Supplied material:
────────

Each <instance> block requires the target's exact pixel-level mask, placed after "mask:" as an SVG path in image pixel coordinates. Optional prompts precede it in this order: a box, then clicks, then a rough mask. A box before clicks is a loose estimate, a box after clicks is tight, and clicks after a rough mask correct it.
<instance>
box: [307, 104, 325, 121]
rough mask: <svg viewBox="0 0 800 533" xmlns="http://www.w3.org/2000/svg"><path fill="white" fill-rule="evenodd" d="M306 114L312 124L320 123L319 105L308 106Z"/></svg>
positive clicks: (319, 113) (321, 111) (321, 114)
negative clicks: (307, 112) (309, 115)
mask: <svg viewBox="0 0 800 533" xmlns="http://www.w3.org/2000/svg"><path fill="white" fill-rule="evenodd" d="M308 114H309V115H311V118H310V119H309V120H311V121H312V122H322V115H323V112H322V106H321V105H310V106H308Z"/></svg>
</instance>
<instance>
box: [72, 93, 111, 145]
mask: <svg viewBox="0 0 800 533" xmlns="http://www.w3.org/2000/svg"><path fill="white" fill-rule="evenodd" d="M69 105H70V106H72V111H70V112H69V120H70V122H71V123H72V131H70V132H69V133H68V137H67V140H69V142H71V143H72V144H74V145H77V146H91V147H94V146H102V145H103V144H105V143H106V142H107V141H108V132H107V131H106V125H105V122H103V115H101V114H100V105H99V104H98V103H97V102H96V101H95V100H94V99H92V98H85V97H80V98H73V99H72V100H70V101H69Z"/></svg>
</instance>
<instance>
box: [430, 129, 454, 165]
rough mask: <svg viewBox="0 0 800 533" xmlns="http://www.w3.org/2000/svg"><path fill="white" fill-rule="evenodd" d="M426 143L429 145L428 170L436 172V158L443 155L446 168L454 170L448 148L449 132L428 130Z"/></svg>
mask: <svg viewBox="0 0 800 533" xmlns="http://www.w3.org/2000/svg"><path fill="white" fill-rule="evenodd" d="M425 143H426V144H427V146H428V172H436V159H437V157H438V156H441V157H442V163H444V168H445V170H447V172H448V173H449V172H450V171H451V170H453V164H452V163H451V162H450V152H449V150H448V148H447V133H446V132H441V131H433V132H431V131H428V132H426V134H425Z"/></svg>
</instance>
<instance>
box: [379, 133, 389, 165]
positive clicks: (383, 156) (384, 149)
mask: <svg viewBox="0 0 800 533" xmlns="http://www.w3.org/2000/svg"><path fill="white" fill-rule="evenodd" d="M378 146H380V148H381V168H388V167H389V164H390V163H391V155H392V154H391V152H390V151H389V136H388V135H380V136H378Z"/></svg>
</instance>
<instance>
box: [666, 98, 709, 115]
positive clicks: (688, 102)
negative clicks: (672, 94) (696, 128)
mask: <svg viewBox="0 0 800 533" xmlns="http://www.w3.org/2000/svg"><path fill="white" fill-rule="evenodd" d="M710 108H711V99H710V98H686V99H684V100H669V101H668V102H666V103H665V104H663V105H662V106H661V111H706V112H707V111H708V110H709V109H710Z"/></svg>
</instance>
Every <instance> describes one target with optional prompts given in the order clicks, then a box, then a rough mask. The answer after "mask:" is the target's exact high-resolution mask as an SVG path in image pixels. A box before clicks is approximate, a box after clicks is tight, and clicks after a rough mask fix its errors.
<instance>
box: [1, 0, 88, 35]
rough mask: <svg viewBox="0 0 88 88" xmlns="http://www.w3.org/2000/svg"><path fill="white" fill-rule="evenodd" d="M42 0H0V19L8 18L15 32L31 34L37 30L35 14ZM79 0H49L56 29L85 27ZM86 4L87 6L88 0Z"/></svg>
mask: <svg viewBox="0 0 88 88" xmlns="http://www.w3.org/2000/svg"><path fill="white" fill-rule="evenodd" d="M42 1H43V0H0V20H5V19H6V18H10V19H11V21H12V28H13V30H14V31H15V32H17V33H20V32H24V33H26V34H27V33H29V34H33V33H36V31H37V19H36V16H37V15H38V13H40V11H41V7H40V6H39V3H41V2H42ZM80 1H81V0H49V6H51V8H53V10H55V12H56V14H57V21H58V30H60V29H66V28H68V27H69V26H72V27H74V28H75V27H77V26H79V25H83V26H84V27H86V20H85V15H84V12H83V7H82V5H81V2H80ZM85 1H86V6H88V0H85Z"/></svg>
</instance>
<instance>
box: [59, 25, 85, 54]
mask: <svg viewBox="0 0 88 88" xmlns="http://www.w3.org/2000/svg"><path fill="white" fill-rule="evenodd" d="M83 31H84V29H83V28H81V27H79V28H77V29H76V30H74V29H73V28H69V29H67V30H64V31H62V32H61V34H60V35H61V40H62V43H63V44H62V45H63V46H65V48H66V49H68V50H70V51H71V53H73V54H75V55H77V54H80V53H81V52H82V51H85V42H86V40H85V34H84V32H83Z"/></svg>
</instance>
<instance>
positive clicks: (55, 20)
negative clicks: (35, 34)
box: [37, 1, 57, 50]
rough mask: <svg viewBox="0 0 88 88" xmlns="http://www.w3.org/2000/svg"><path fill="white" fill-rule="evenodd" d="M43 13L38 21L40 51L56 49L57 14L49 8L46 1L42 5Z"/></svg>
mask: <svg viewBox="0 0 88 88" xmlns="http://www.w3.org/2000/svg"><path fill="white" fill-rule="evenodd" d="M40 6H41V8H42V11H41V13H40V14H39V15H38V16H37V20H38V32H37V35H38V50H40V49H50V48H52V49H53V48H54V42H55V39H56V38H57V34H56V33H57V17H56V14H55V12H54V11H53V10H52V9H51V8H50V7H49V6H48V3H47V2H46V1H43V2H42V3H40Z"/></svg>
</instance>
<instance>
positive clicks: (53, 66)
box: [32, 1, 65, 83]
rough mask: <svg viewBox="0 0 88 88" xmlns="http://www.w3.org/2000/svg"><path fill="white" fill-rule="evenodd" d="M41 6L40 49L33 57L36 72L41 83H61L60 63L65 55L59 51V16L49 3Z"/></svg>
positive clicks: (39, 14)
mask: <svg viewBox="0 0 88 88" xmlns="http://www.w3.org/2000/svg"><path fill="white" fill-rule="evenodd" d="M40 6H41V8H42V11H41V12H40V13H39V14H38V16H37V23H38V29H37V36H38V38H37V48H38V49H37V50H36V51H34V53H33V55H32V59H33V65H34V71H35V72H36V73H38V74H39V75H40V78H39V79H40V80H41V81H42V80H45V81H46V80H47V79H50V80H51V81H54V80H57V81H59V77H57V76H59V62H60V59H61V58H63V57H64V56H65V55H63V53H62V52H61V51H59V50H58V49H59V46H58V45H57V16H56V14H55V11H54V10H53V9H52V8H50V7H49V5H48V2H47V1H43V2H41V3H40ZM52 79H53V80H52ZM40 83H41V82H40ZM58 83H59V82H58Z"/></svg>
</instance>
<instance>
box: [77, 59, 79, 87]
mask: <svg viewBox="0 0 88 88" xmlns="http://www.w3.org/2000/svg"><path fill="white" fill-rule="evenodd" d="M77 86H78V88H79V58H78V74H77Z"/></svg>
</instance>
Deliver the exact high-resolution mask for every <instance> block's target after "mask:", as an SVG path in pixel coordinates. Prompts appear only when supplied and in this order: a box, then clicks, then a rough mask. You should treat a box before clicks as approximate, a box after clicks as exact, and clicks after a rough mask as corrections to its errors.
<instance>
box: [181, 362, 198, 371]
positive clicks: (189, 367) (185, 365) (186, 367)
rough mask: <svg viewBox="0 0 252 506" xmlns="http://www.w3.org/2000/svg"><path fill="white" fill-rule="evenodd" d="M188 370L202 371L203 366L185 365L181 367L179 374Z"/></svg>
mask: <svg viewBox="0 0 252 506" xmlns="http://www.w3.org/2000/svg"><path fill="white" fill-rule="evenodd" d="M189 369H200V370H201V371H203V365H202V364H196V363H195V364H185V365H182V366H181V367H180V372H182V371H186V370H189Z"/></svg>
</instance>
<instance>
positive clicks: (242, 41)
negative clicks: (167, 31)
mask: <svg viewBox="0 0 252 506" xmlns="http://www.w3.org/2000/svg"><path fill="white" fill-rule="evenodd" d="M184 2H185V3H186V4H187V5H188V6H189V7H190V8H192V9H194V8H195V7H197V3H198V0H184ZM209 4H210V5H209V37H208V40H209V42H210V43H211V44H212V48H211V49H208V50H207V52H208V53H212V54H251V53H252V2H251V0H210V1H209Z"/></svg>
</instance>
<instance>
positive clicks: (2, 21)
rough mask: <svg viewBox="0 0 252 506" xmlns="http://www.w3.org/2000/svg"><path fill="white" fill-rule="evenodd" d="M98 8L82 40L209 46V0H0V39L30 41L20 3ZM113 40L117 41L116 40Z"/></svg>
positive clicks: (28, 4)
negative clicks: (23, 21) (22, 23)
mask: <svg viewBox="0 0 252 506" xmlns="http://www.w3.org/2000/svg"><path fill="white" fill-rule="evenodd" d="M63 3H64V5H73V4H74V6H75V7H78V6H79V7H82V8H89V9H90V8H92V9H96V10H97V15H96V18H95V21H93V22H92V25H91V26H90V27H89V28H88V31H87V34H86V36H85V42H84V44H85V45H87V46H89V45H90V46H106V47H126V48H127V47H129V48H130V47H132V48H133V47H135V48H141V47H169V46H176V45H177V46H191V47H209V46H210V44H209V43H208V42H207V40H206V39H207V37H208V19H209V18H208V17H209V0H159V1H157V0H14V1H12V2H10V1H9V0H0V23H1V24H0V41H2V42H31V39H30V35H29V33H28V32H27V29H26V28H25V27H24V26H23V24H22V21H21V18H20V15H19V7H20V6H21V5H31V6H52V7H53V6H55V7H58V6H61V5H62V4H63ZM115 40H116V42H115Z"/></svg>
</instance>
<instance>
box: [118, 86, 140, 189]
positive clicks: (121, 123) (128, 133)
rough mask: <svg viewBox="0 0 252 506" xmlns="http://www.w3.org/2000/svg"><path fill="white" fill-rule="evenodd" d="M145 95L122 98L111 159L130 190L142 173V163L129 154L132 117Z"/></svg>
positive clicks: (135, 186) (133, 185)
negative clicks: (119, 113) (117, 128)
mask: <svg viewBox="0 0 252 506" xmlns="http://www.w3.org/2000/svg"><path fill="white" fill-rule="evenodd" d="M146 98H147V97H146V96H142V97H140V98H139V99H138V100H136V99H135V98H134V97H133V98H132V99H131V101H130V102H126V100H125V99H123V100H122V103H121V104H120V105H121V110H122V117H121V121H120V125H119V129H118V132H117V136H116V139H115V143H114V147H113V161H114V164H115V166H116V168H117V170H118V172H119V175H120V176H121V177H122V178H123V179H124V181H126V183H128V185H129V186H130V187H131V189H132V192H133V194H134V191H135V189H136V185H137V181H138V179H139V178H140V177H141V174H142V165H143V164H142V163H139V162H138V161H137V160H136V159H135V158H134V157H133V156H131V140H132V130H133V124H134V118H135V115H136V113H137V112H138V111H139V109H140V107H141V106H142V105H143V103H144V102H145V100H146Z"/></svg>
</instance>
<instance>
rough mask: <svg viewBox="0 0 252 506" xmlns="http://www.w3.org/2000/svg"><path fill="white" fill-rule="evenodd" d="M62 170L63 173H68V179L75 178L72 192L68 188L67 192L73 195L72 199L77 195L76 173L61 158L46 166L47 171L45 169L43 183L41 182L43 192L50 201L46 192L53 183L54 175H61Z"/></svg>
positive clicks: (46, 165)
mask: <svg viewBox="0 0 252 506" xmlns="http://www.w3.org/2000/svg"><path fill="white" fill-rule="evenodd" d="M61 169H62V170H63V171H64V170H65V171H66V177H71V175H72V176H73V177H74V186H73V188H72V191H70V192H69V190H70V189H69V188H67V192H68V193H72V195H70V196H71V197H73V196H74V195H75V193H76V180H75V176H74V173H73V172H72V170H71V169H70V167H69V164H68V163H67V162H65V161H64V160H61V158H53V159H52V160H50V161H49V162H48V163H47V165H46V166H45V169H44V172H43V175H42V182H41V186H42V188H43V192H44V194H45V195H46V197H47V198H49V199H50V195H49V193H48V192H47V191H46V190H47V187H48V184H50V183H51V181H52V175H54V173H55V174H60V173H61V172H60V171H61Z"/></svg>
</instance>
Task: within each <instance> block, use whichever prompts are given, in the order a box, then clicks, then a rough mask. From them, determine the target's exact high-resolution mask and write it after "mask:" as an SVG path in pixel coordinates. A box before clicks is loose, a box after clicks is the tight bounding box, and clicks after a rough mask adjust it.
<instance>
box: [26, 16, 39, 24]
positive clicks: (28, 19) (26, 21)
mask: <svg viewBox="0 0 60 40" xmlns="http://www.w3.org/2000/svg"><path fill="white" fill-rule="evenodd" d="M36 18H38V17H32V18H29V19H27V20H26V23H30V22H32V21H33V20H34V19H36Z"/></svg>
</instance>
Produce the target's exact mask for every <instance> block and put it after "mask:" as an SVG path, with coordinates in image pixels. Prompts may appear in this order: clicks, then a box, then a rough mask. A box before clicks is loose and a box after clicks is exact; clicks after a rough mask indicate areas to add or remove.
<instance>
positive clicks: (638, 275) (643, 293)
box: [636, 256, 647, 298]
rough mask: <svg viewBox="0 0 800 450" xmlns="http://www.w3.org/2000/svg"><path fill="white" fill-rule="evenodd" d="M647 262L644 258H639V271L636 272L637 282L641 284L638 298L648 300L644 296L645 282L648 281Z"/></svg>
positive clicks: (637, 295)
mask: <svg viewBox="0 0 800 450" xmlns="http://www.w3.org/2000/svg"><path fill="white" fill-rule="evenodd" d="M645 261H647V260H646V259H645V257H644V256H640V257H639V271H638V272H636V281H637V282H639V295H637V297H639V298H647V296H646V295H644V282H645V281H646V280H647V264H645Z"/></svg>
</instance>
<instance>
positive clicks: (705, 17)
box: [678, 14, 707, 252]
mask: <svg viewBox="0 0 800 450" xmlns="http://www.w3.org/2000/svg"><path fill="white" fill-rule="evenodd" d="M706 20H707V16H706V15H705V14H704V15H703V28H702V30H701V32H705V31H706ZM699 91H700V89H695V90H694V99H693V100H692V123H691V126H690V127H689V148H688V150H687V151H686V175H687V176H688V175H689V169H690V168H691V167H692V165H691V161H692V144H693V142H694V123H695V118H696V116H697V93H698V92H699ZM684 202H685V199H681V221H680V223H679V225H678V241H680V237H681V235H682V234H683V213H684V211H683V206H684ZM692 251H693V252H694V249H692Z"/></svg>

────────

About this exercise: Find every line in the records above that contains the string "negative", treating case as significant, and copy each such line.

Result:
negative clicks: (307, 112) (309, 115)
negative clicks: (672, 94) (696, 128)
negative clicks: (35, 34)
negative clicks: (167, 31)
negative clicks: (23, 21) (22, 23)
negative clicks: (119, 113) (117, 128)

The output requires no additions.